PROMPT -
Check each line of the material below, and copy it if it holds the string "with".

─── EXERCISE MATERIALS

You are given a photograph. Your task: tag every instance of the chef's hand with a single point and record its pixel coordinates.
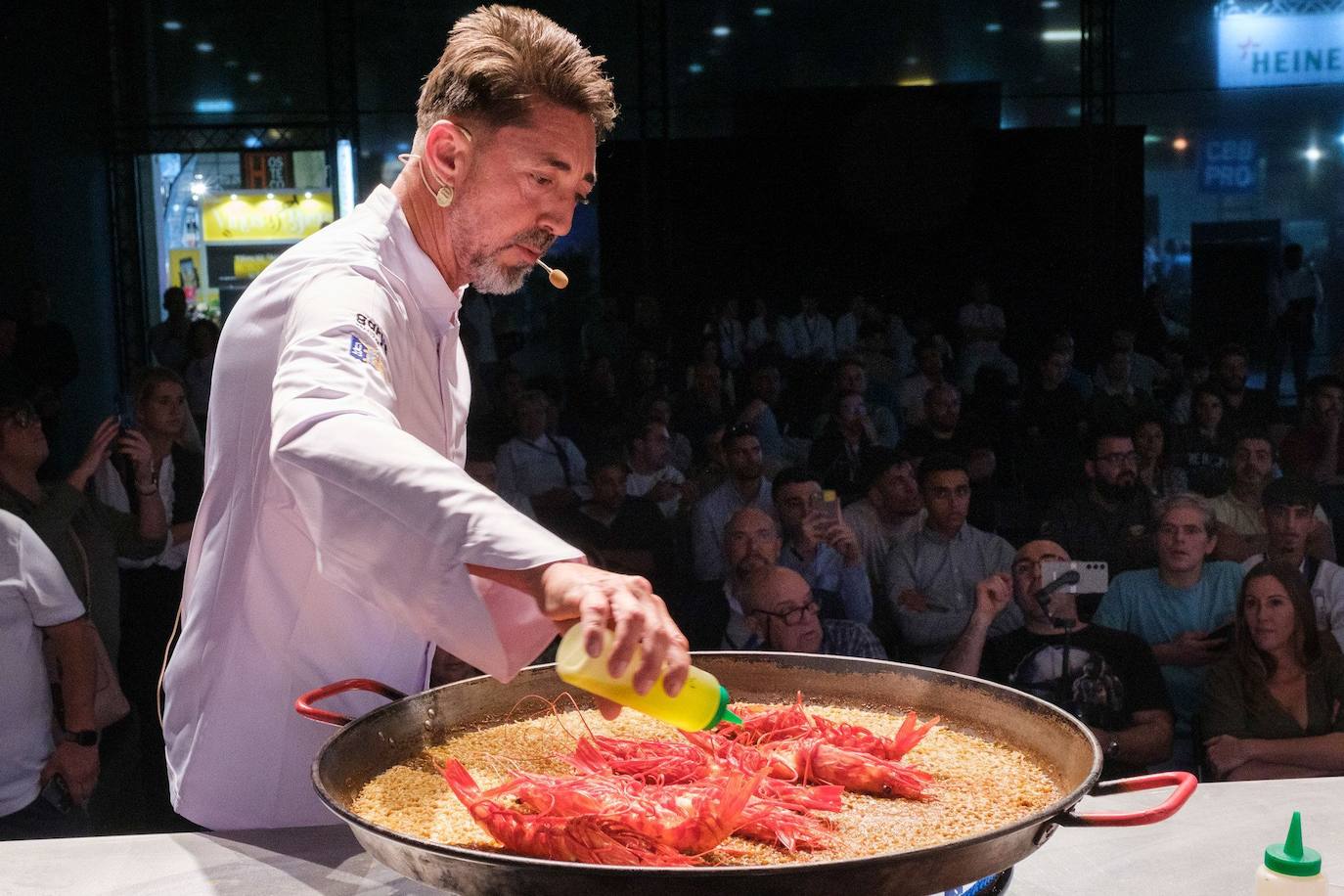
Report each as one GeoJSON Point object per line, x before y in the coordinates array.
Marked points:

──────
─── EXERCISE MATERIALS

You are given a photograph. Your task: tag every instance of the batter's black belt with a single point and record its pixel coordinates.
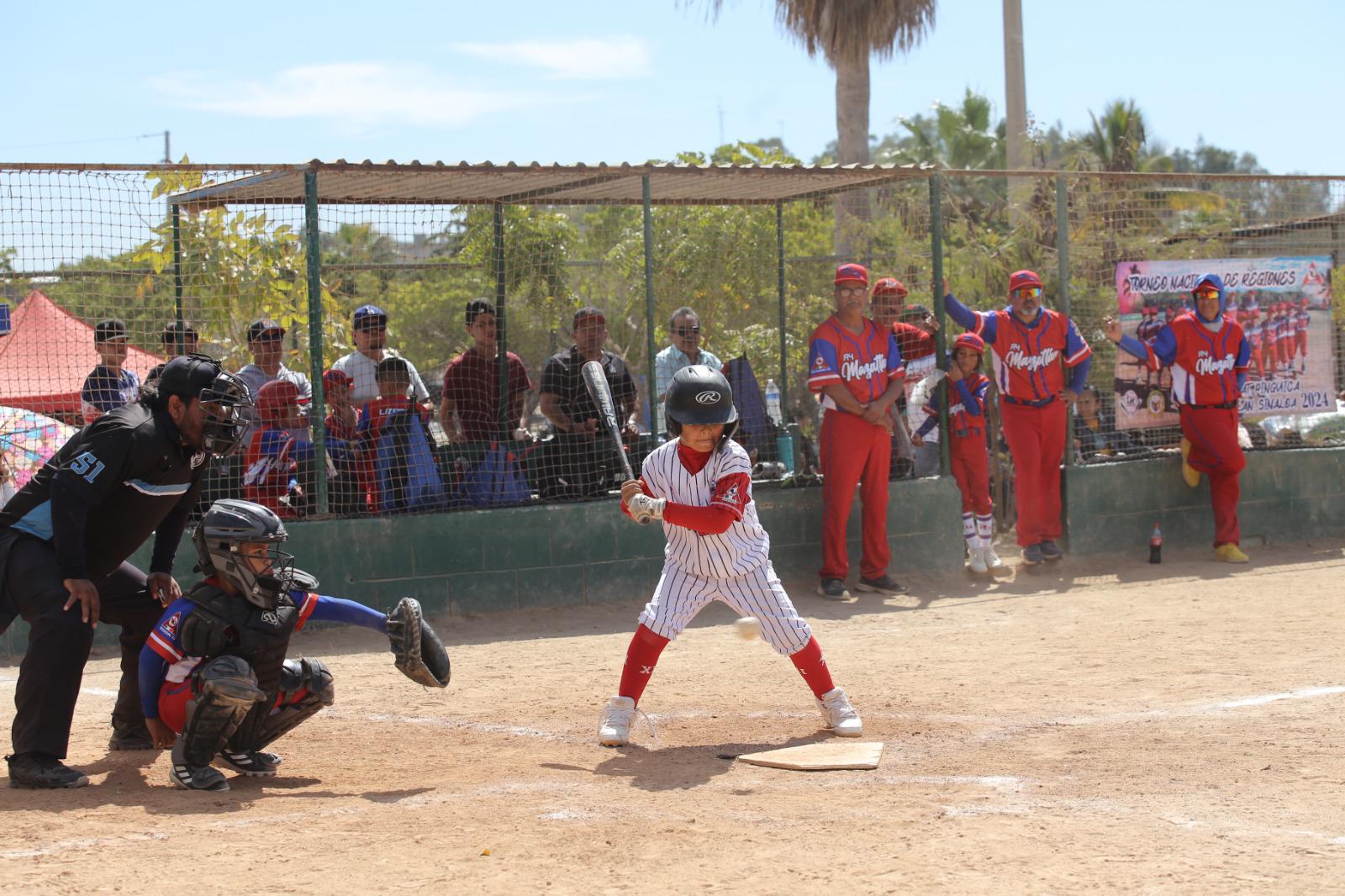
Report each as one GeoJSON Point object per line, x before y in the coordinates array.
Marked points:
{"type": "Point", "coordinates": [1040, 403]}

──────

WRITTEN RESPONSE -
You are given a photograph. Your task: tag every instance of the chef's hand with a single point and record its pixel coordinates.
You are given a photograph. Your task: tag every instance of the batter's black belt with a single point and record its pixel coordinates.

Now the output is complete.